▶ **What is being asked**:
Only the lines from the top of the records below through the line containing "Planogram-check task. Target: sandy beach" should be printed, exactly and without pictures.

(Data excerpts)

■ ■ ■ ■ ■ ■ ■

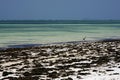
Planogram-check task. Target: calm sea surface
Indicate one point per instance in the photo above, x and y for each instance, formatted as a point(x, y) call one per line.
point(14, 34)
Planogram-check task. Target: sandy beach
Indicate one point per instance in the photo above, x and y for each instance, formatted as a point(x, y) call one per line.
point(96, 60)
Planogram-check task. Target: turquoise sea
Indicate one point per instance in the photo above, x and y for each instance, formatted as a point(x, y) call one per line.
point(17, 33)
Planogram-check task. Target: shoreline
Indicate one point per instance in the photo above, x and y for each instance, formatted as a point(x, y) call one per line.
point(22, 46)
point(64, 61)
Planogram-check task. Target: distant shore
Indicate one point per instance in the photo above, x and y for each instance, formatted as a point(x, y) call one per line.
point(37, 45)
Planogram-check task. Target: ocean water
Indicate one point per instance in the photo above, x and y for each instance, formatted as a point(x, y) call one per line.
point(15, 34)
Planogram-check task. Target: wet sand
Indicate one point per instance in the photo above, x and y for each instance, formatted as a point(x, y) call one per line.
point(99, 60)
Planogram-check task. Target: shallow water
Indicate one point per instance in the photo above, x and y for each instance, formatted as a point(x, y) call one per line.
point(14, 34)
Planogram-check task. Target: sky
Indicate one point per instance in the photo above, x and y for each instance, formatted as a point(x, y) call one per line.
point(59, 9)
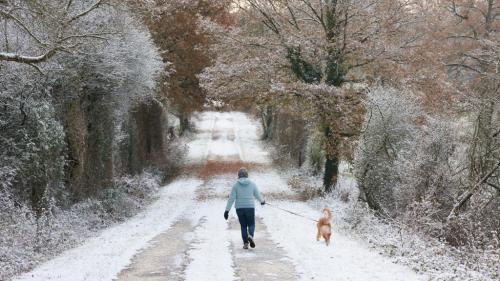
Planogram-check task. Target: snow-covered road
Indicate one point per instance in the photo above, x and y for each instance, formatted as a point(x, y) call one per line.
point(183, 236)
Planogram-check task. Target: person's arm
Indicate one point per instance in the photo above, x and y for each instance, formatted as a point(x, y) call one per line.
point(256, 194)
point(231, 199)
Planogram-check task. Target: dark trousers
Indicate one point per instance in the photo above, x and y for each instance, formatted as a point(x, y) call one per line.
point(246, 216)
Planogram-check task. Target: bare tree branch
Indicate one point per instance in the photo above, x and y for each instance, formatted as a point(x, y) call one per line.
point(462, 199)
point(28, 59)
point(90, 9)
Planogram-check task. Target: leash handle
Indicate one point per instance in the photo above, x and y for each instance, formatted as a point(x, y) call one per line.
point(293, 213)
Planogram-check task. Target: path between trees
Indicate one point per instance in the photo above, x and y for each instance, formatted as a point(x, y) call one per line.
point(183, 236)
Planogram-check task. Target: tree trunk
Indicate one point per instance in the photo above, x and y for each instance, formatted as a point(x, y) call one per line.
point(331, 172)
point(184, 125)
point(267, 122)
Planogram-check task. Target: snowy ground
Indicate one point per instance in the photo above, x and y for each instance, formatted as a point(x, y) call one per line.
point(183, 236)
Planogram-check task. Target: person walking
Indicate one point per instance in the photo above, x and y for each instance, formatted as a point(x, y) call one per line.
point(244, 191)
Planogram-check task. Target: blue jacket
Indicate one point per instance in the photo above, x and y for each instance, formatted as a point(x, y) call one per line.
point(244, 191)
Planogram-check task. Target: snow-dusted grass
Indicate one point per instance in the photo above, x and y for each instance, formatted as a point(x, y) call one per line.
point(104, 256)
point(210, 256)
point(344, 259)
point(399, 241)
point(24, 242)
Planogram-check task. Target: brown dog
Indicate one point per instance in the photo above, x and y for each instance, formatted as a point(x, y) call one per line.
point(325, 226)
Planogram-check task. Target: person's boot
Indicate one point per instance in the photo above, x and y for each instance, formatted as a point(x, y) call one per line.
point(252, 243)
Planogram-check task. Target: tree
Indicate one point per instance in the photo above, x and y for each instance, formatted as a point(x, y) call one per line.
point(185, 47)
point(48, 28)
point(327, 45)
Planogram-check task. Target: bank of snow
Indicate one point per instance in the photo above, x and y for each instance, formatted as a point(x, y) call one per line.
point(104, 256)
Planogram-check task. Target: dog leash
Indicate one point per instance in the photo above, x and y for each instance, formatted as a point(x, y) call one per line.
point(293, 213)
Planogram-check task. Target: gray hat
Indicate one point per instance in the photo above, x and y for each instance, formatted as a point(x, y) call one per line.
point(243, 173)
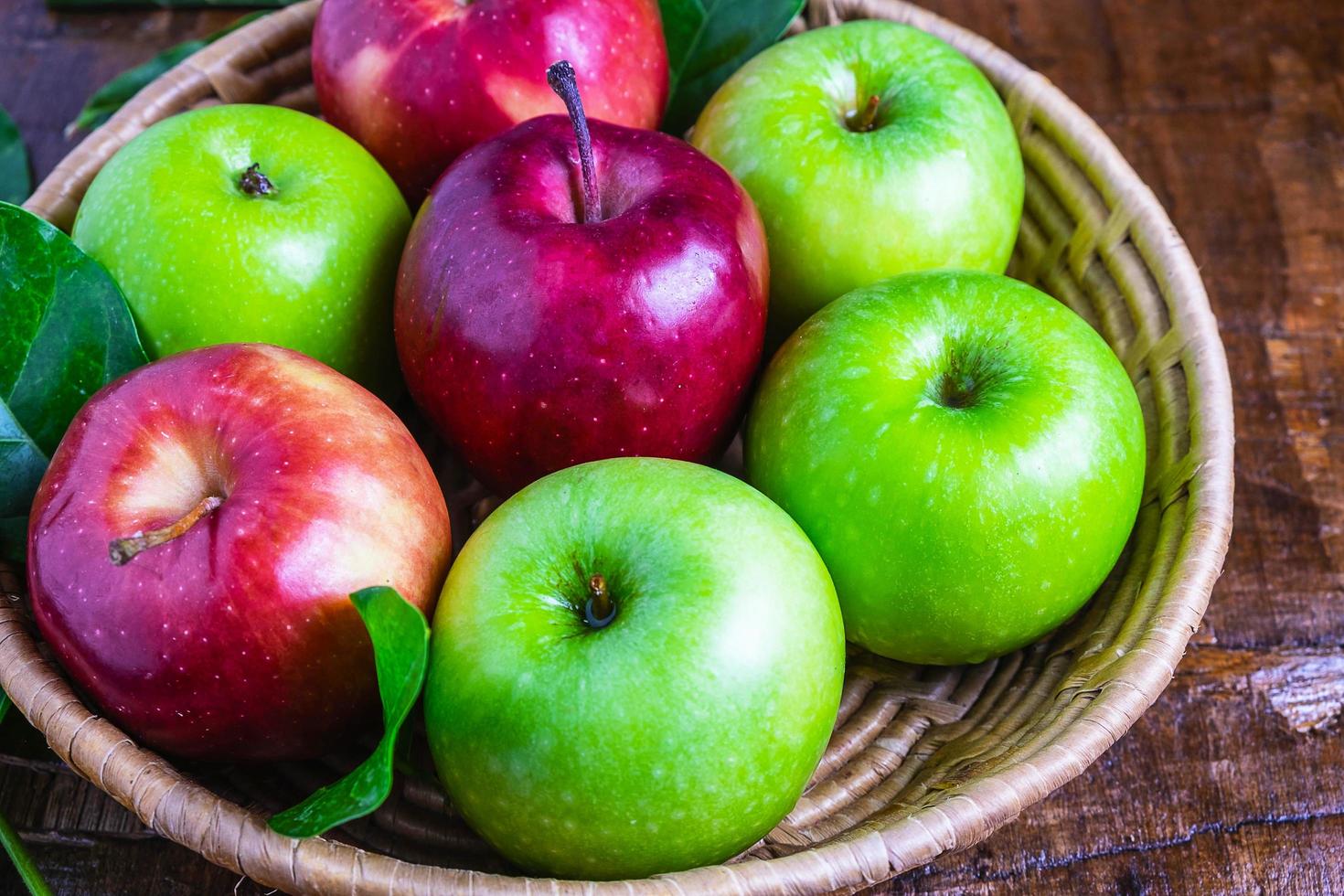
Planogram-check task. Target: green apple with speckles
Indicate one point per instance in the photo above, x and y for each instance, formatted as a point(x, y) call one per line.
point(636, 666)
point(965, 453)
point(871, 149)
point(253, 225)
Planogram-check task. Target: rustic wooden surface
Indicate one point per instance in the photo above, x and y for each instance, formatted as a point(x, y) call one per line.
point(1234, 782)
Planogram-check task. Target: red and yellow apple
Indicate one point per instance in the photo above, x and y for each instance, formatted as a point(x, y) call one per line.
point(421, 80)
point(197, 536)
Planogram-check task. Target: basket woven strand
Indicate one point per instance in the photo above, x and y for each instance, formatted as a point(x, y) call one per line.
point(923, 761)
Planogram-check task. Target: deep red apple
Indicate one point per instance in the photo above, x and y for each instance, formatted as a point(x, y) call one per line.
point(560, 303)
point(197, 535)
point(421, 80)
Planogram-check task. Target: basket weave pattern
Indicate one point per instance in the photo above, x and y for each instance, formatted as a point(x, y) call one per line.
point(923, 761)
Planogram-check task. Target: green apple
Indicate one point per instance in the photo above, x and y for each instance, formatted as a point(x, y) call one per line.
point(871, 149)
point(636, 666)
point(253, 225)
point(965, 453)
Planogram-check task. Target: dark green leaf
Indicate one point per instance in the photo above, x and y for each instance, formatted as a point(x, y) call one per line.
point(400, 653)
point(65, 331)
point(165, 5)
point(117, 91)
point(15, 182)
point(10, 840)
point(709, 40)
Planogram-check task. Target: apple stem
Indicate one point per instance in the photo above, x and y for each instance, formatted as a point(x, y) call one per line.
point(123, 549)
point(560, 77)
point(862, 120)
point(598, 610)
point(254, 183)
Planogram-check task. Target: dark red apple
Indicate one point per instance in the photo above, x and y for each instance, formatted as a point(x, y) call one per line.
point(421, 80)
point(197, 534)
point(546, 317)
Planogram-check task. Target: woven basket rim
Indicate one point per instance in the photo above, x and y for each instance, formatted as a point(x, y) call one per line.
point(866, 855)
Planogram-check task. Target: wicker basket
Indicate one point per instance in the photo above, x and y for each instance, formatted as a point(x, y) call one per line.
point(923, 761)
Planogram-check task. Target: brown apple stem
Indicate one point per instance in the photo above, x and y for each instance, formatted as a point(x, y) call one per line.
point(122, 549)
point(598, 610)
point(560, 77)
point(862, 120)
point(254, 183)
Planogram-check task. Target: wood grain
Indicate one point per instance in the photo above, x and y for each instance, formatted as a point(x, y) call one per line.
point(1234, 782)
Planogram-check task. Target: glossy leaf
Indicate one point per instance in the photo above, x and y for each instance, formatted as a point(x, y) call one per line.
point(15, 180)
point(400, 655)
point(117, 91)
point(14, 845)
point(709, 40)
point(65, 331)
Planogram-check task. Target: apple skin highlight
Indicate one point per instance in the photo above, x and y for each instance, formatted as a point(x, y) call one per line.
point(235, 640)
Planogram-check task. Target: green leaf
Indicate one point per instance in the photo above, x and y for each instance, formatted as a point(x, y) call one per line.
point(400, 653)
point(65, 331)
point(709, 40)
point(10, 840)
point(117, 91)
point(15, 180)
point(165, 5)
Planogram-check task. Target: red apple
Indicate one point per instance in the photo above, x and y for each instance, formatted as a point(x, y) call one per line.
point(197, 534)
point(546, 317)
point(421, 80)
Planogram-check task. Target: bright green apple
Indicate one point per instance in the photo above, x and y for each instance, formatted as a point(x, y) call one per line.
point(965, 453)
point(253, 225)
point(871, 149)
point(677, 733)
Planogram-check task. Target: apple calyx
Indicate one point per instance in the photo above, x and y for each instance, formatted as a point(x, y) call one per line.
point(864, 119)
point(598, 610)
point(560, 77)
point(123, 549)
point(254, 183)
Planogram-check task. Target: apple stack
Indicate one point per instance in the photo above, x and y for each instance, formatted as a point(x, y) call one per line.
point(636, 660)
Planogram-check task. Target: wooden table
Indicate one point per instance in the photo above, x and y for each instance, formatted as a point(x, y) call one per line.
point(1234, 782)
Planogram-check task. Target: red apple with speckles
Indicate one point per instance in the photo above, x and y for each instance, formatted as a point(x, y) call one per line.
point(565, 300)
point(197, 536)
point(421, 80)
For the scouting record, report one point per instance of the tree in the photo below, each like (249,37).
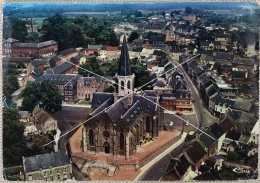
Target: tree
(10,85)
(163,14)
(19,30)
(133,36)
(32,37)
(51,98)
(31,96)
(14,145)
(110,88)
(188,10)
(138,13)
(45,93)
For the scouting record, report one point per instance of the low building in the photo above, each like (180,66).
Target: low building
(87,86)
(54,166)
(47,48)
(44,122)
(62,57)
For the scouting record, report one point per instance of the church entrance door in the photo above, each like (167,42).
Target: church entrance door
(107,147)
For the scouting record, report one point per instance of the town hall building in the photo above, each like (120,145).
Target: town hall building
(117,127)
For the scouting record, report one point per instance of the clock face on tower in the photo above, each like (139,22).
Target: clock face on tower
(106,134)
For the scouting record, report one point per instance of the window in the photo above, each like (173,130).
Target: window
(147,124)
(122,85)
(91,137)
(122,141)
(128,85)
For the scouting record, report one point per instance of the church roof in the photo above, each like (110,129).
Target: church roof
(124,68)
(132,114)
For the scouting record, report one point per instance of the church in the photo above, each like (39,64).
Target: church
(121,127)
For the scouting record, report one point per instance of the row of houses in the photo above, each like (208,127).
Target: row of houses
(206,151)
(14,48)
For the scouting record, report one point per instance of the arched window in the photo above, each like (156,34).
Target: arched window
(91,137)
(128,85)
(122,141)
(147,124)
(122,85)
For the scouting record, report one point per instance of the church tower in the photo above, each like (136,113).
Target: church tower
(125,78)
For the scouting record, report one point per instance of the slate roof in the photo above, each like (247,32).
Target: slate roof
(99,98)
(10,40)
(124,68)
(35,45)
(67,52)
(94,47)
(16,59)
(137,49)
(45,161)
(62,68)
(205,139)
(59,79)
(216,130)
(132,114)
(36,63)
(36,73)
(234,135)
(182,94)
(206,43)
(226,125)
(146,104)
(195,152)
(151,93)
(242,104)
(8,103)
(239,74)
(117,111)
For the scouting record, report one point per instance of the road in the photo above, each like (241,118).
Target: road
(203,116)
(201,119)
(156,172)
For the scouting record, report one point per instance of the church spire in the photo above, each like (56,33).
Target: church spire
(124,68)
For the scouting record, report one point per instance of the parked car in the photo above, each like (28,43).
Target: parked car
(178,113)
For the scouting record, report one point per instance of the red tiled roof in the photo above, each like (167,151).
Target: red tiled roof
(112,48)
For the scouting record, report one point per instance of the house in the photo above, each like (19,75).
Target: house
(210,141)
(196,155)
(87,86)
(31,25)
(210,45)
(62,57)
(219,105)
(254,136)
(44,122)
(64,68)
(39,64)
(190,17)
(55,166)
(93,49)
(47,48)
(67,83)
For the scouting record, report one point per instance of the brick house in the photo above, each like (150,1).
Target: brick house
(191,18)
(86,87)
(93,49)
(62,57)
(67,83)
(46,48)
(55,166)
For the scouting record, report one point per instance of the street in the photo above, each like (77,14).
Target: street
(156,172)
(203,116)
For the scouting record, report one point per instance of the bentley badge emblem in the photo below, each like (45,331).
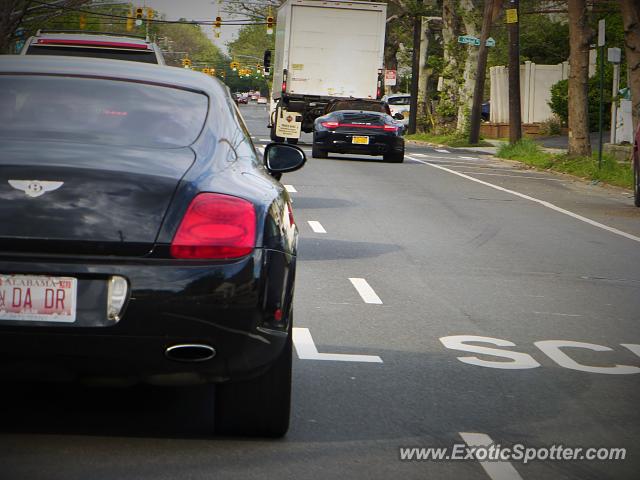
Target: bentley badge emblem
(35,188)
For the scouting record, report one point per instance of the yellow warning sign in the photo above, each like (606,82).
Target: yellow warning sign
(287,125)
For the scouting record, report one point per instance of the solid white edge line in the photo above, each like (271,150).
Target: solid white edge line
(365,291)
(497,470)
(536,200)
(306,350)
(316,226)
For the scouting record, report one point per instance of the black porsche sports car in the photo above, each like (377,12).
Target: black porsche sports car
(358,132)
(141,237)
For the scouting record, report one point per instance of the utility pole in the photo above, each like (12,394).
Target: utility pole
(415,67)
(478,88)
(515,115)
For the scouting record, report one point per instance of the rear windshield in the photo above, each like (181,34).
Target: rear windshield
(99,111)
(145,56)
(399,100)
(358,105)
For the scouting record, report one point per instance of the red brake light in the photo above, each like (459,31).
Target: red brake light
(216,226)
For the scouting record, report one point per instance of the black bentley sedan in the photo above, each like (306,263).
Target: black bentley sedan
(358,132)
(141,237)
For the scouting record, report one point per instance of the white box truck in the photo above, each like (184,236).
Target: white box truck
(324,49)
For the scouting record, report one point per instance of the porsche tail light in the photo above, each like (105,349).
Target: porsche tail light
(216,226)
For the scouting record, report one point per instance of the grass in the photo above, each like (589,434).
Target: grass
(530,153)
(453,140)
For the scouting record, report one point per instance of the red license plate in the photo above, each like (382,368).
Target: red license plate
(38,298)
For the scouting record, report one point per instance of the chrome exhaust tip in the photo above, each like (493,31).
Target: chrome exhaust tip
(190,352)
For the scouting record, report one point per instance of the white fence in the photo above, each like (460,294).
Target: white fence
(535,91)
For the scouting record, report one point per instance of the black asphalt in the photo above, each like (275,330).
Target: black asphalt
(447,256)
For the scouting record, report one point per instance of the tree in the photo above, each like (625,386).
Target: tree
(631,17)
(579,40)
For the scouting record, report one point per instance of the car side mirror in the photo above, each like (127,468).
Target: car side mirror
(282,158)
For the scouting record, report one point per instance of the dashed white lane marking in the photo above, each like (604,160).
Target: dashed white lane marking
(306,350)
(516,176)
(316,226)
(536,200)
(497,470)
(558,314)
(365,291)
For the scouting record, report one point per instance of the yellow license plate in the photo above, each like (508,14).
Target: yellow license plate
(360,140)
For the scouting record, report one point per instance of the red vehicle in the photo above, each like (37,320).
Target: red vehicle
(636,168)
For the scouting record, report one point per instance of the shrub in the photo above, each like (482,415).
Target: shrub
(559,102)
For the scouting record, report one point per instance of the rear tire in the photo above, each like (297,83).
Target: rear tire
(394,156)
(317,153)
(636,183)
(260,406)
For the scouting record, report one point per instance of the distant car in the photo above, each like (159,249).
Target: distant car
(399,103)
(358,132)
(636,168)
(143,238)
(357,104)
(98,45)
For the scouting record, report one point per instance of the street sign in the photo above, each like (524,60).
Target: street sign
(469,39)
(390,77)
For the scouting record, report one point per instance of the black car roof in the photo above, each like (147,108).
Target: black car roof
(109,69)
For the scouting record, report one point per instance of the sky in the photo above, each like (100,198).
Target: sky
(194,10)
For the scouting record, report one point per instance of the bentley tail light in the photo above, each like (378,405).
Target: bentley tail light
(216,226)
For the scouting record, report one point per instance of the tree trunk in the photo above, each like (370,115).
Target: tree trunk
(631,18)
(449,94)
(579,38)
(469,7)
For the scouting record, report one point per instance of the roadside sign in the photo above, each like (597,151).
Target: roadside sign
(469,39)
(390,77)
(287,124)
(511,15)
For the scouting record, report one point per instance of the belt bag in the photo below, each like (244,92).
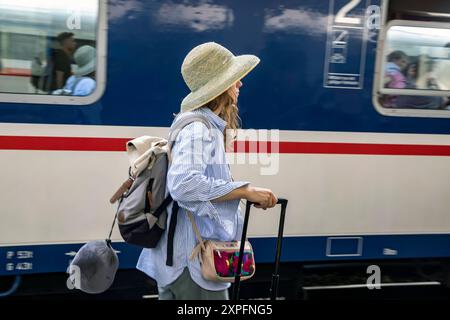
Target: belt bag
(219,259)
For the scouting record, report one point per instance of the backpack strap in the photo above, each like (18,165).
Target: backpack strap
(175,129)
(179,125)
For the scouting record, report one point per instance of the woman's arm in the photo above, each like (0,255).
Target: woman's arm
(263,197)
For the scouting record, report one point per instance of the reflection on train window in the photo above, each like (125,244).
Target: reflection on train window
(416,68)
(48,47)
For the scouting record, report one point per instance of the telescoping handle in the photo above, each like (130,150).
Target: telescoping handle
(275,276)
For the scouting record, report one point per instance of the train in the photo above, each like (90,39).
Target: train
(365,181)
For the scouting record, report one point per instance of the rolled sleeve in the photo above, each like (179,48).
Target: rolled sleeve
(187,183)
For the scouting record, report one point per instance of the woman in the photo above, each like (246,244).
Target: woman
(199,177)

■ ■ ■ ■ ■ ■ ■

▶ **Result of the task**:
Planogram-check task. Target: calm sea surface
Indicate one point per instance in the photo above, x and y for each instance, formatted as a point(x, y) call one per line.
point(14, 34)
Planogram-check task. Target: sandy beach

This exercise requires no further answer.